(Object position labeling entries)
start

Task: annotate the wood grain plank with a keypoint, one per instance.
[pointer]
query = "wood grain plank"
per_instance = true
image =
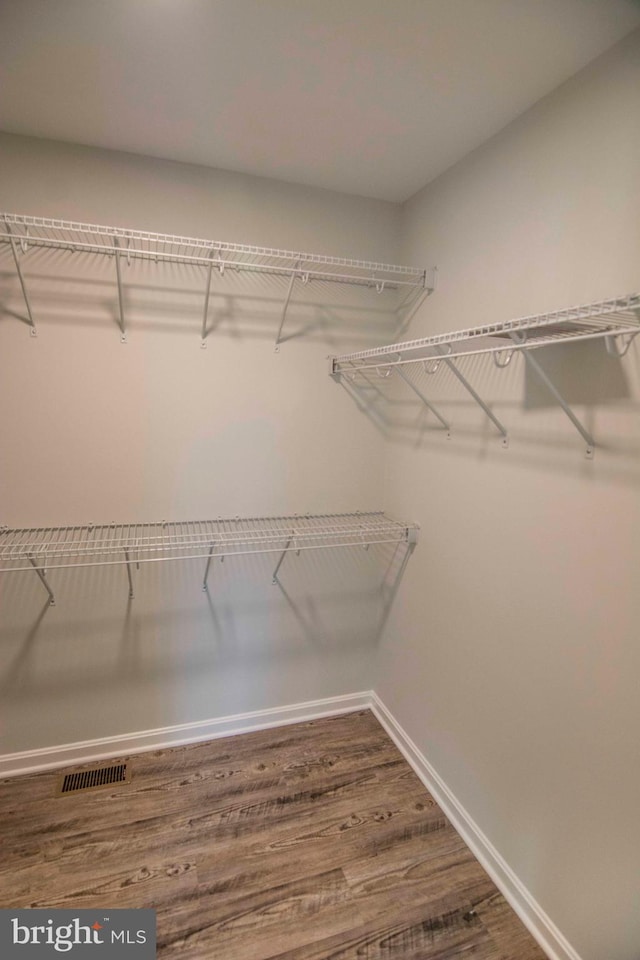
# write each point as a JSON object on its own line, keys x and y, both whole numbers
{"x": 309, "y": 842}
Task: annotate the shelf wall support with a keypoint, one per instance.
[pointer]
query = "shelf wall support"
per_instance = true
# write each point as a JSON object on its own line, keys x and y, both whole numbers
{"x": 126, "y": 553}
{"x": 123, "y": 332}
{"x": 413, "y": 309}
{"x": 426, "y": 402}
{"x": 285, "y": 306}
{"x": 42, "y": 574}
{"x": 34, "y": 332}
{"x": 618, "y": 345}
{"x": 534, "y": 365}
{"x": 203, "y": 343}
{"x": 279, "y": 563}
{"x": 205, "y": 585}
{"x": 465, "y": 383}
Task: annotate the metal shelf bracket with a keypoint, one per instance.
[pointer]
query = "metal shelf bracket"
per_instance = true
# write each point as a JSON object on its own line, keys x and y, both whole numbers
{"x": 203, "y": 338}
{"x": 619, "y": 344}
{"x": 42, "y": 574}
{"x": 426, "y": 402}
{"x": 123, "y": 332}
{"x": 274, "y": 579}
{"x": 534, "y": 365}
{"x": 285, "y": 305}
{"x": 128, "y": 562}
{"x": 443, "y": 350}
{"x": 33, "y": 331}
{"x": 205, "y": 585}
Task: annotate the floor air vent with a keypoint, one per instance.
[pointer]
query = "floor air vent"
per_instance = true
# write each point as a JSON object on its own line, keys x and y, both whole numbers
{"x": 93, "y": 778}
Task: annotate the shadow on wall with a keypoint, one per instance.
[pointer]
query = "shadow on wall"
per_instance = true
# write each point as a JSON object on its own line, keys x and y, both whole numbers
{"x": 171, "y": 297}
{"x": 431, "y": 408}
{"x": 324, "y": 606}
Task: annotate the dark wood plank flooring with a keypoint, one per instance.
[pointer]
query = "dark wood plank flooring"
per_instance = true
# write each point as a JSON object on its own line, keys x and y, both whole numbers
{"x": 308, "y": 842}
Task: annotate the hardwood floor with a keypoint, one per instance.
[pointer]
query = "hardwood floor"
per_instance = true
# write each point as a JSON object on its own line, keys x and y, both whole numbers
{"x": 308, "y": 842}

end
start

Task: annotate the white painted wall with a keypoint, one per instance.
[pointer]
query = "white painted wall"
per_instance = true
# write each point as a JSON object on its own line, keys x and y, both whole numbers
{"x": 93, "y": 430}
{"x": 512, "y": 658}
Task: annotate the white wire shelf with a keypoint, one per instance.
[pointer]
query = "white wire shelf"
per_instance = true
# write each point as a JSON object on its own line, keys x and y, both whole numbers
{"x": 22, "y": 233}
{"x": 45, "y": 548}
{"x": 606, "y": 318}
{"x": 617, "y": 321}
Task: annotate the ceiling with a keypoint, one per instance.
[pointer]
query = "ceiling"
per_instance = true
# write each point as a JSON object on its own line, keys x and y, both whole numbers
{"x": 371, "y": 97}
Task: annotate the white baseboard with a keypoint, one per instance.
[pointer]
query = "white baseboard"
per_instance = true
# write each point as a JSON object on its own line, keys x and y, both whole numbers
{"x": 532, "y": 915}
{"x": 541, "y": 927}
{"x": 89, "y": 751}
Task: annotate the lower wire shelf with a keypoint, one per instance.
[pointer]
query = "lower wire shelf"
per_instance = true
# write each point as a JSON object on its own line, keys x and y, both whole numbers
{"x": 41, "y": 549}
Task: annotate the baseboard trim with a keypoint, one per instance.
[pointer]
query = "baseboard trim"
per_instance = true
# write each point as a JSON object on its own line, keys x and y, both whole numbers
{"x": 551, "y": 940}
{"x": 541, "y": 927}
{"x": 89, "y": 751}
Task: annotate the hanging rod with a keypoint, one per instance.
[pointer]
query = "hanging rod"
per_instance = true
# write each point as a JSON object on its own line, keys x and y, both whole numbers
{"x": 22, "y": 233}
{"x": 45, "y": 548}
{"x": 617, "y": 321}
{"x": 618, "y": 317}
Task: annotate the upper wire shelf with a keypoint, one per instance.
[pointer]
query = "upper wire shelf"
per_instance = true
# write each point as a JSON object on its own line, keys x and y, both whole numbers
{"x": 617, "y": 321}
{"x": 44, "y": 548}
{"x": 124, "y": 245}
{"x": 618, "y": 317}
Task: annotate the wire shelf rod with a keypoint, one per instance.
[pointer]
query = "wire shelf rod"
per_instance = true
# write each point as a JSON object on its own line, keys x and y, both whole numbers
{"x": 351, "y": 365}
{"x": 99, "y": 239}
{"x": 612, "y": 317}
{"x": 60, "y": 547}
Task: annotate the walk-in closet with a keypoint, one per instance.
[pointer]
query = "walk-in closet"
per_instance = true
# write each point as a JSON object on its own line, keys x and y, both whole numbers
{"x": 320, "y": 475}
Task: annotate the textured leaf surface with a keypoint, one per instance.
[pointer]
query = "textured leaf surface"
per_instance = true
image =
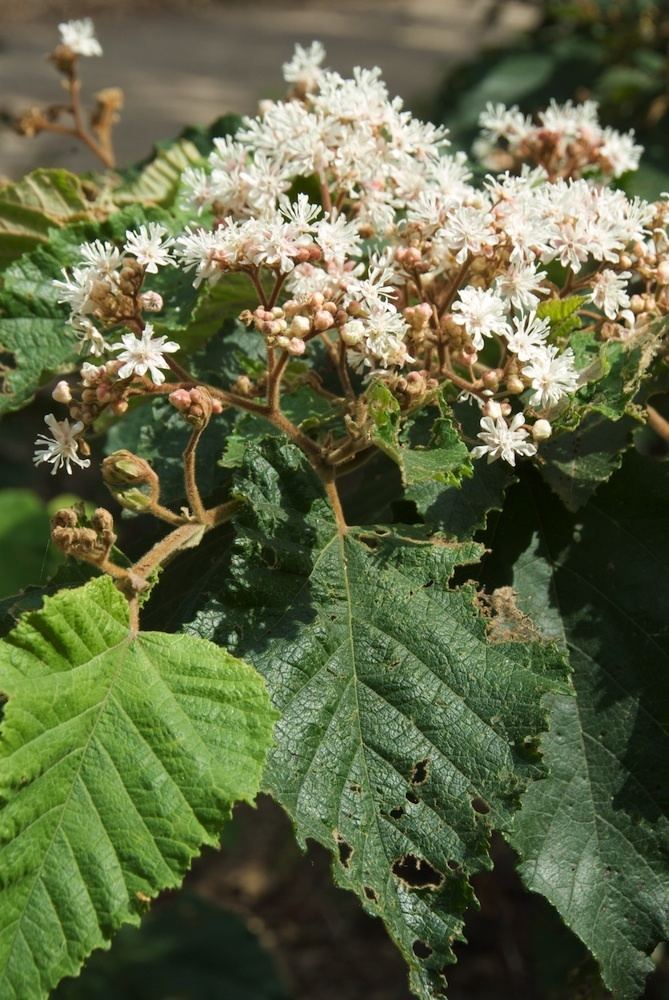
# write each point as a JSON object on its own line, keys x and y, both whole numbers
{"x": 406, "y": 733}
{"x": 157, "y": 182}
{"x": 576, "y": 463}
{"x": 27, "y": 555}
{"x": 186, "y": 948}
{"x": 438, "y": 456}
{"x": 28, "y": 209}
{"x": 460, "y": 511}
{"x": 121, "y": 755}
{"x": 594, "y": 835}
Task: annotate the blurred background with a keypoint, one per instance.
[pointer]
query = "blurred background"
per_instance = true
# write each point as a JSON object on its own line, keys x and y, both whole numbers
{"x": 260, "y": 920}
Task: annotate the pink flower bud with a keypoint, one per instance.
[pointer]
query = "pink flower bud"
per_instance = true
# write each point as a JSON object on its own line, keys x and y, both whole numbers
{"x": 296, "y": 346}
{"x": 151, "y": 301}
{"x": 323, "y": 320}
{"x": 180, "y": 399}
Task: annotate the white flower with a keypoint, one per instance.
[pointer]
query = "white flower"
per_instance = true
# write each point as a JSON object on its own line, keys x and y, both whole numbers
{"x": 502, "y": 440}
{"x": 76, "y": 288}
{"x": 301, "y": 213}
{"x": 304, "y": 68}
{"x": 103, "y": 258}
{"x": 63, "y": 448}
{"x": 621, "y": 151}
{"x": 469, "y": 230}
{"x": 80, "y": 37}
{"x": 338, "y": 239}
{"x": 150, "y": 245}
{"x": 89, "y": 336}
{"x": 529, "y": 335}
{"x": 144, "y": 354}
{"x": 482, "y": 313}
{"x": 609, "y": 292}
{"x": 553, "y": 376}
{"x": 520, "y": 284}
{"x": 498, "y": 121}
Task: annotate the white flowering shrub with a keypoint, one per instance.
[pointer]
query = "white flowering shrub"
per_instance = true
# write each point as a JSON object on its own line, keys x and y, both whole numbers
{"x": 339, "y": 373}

end

What you will do —
Report every line in the material above that contains the string "upper".

Response to this exercise —
Task: annotate the upper wire shelf with a keypoint, one per instance.
query = "upper wire shelf"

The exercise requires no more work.